Task requirements ▸
a) List every medication that the blog posts below mention by its specific drug name.
b) Write the next part of the blog posts below, picking up right after their final sentence.

Page text ▸
Posts Tagged ‘propoxyphene-n’

gimp diaries: day VII

16 December 2008

Well.  It’s official.  Not Broken.

So yep, that means there’s no other reason for the, now, 7 days of intense pain other than my wrist catching all of my weight when I fell on it.  That whole gravity thing didn’t help either.

This means no cyborg super wrist.  Though they did get rid of the fiberglass half-cast and gave me this beefed up brace.

They also gave me propoxyphene-n (something I’m familiar with).  So at least the pain should be going away, and well, who does’t love narcotic pain medicines?  (Especially ones with warnings like these: “Dangerous side effects or death can occur when alcohol is combined with a narcotic pain medicine.”)

The doctor wants me to do an MRI, but I’m not so much in the mood for that or its costs.  If it doesn’t get better after a month or so, I’ll have it checked out again.  But for right now it’s just going to be me and the propoxyphene-n.

a cyborg super wrist would have been much more awesome

a cyborg super wrist would have been much more awesome

and one pill makes you small…

27 October 2008

It’s been a while since I’ve been on muscle relaxers for more than a few hours.

Typically, I’ll take one before or during some spasms.  Most of the time I’ll just sort of pass out for a few hours and when I wake up I feel a lot better.  With this new development of intense pain in my back and neck, I’ve been on a daily regiment of cyclobenzaprine and this new (to me) NSAID called naproxen.  (Previously I’d been on lodine… and I was once on propoxyphene-n too…  They seem to always give me cyclobenzaprine now, since I had a really bad reaction to just a half dose of skelaxin.  )

Information shown ▸
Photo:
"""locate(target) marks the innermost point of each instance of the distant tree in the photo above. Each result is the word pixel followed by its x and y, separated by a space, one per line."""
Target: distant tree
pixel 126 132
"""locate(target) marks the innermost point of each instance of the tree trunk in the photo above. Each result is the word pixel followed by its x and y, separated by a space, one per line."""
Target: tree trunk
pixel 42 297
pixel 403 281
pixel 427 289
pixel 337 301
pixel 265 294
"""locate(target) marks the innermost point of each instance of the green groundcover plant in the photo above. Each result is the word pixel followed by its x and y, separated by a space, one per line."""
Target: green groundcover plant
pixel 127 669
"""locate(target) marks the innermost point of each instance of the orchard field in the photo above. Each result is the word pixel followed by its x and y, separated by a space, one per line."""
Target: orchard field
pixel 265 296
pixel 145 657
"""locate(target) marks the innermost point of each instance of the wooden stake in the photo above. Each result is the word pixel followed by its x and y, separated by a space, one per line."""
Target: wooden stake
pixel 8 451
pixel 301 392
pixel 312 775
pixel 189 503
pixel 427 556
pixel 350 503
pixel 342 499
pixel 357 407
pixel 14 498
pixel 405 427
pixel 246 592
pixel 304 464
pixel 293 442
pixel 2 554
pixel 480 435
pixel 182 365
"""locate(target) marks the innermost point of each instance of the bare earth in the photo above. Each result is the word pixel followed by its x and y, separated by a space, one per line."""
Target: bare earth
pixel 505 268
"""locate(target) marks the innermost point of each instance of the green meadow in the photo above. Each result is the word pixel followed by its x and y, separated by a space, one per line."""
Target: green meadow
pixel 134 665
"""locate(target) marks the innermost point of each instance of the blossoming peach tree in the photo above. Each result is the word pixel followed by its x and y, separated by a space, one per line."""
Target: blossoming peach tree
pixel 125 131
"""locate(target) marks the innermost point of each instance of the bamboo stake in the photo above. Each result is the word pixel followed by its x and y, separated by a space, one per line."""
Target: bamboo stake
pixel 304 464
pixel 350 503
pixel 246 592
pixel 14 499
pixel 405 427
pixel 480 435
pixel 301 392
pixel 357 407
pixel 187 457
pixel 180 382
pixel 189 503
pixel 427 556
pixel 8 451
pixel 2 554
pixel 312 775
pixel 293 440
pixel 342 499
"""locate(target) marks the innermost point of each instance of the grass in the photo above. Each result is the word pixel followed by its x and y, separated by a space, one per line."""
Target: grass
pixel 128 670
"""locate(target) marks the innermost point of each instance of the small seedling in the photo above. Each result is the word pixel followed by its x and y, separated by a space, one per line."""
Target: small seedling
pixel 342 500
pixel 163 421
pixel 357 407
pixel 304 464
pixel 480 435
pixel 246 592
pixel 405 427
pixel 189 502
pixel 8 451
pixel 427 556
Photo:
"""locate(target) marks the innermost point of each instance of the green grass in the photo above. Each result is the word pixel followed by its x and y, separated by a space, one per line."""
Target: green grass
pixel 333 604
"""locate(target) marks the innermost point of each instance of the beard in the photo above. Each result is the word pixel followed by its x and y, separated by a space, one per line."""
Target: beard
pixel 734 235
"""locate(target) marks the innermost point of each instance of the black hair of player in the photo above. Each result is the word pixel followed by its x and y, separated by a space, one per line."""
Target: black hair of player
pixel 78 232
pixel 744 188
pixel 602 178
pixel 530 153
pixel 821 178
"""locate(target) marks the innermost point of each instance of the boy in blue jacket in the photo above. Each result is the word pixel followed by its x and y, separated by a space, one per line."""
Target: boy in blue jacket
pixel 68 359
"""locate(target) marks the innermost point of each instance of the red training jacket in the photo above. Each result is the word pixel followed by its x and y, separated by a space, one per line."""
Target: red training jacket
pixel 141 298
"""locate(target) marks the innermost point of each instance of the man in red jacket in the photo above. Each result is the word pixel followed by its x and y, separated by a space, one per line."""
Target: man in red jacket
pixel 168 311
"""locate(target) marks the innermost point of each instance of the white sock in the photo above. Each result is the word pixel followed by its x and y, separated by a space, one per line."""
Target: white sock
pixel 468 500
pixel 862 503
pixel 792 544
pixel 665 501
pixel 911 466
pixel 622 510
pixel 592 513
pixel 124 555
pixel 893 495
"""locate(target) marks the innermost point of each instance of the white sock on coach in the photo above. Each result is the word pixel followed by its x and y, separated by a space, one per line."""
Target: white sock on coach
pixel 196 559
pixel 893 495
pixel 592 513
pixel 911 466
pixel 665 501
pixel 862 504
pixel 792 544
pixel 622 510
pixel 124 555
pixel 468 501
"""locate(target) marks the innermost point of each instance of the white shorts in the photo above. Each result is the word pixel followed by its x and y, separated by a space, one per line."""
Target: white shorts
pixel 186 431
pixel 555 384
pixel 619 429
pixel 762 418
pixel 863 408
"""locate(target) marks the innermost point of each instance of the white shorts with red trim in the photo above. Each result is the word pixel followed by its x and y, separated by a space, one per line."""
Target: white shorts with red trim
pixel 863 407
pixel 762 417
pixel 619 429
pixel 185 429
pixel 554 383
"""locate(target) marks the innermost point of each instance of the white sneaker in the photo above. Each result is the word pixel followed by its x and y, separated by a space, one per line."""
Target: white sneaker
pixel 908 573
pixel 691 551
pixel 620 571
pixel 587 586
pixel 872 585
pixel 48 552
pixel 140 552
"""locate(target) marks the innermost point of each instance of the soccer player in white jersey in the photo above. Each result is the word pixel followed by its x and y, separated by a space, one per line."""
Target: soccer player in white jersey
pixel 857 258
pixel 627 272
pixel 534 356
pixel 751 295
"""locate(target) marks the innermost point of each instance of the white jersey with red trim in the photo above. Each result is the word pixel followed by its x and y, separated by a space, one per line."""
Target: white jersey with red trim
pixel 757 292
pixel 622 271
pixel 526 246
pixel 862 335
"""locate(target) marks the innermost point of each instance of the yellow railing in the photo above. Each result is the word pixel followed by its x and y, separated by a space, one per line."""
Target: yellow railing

List of answers ▸
a) propoxyphene-n, cyclobenzaprine, naproxen, lodine, skelaxin

b)
Work has definitely been interesting.  It’s amazingly hard to focus, not just on work but anything.  I just go blank.  I’m tired and just slightly dizzy.  All to be expected with these pills, hence why I normally like to just stay home while I’m on them.

My little personal pharmacy has almost become an amusement to me, though still slightly embarassing.  It’s all pain killers and muscle relaxers, and even my vertigo medication.  I think most of the embarassment comes with the issues those pills were prescribed for, starting 6 years ago…  Unexplainable acute paralysis, tremors, spasms… I’m not as strong or as healthy or as physically capable as I’d like to be.  And doctors can’t and couldn’t find any explainations.  So I get more pills just to take care of the symptoms.  I definitely don’t have a habit or anything, but it would be easy to start one if I wanted.  My mom went had some extreme back problems once, and we got to compare our medications.  It’s nice to know I don’t need to worry about bringing my little bag-o-pills to her house for those “what-if” emergencies.